Start of PROVIDED MATERIAL

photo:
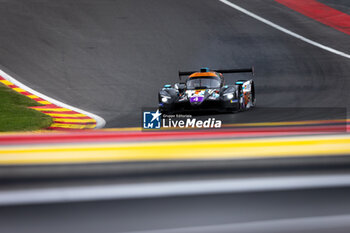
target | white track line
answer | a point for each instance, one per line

End of PROVIDED MATERIAL
Start of PROVIDED MATERIAL

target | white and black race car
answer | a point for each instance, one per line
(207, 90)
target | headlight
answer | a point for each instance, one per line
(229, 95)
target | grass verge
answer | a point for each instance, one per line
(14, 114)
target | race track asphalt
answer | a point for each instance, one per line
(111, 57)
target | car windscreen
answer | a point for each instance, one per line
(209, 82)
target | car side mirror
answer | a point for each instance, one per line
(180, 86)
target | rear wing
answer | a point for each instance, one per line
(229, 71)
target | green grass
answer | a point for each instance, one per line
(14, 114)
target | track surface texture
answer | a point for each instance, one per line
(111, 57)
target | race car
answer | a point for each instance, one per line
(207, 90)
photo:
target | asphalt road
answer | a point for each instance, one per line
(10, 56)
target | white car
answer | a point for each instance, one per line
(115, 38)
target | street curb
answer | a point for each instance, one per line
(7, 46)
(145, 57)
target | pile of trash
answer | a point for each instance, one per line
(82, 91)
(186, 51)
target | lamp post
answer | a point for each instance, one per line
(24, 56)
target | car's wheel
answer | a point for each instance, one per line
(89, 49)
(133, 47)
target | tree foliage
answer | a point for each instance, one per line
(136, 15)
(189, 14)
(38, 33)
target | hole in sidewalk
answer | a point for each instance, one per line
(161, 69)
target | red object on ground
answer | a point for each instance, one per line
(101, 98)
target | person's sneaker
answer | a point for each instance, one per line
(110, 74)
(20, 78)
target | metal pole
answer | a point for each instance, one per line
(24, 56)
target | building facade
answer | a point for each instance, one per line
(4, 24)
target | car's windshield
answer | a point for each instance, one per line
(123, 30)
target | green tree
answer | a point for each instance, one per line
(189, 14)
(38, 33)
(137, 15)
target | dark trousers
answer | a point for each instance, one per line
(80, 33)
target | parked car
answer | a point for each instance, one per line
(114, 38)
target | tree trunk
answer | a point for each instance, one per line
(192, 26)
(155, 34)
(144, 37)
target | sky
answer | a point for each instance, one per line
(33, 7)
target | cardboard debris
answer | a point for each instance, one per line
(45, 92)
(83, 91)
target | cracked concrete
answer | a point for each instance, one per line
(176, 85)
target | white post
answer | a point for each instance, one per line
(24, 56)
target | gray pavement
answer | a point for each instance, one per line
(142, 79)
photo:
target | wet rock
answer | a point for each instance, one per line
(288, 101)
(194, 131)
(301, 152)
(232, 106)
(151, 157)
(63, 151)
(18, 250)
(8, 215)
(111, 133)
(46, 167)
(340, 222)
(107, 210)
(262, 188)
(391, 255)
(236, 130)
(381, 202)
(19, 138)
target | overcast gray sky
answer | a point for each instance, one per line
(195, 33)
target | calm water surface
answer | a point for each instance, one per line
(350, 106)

End of PROVIDED MATERIAL

#### [PROMPT]
How many lines of the records above contain the string "grass"? Reply with the number alone.

#### [SOLVED EXERCISE]
2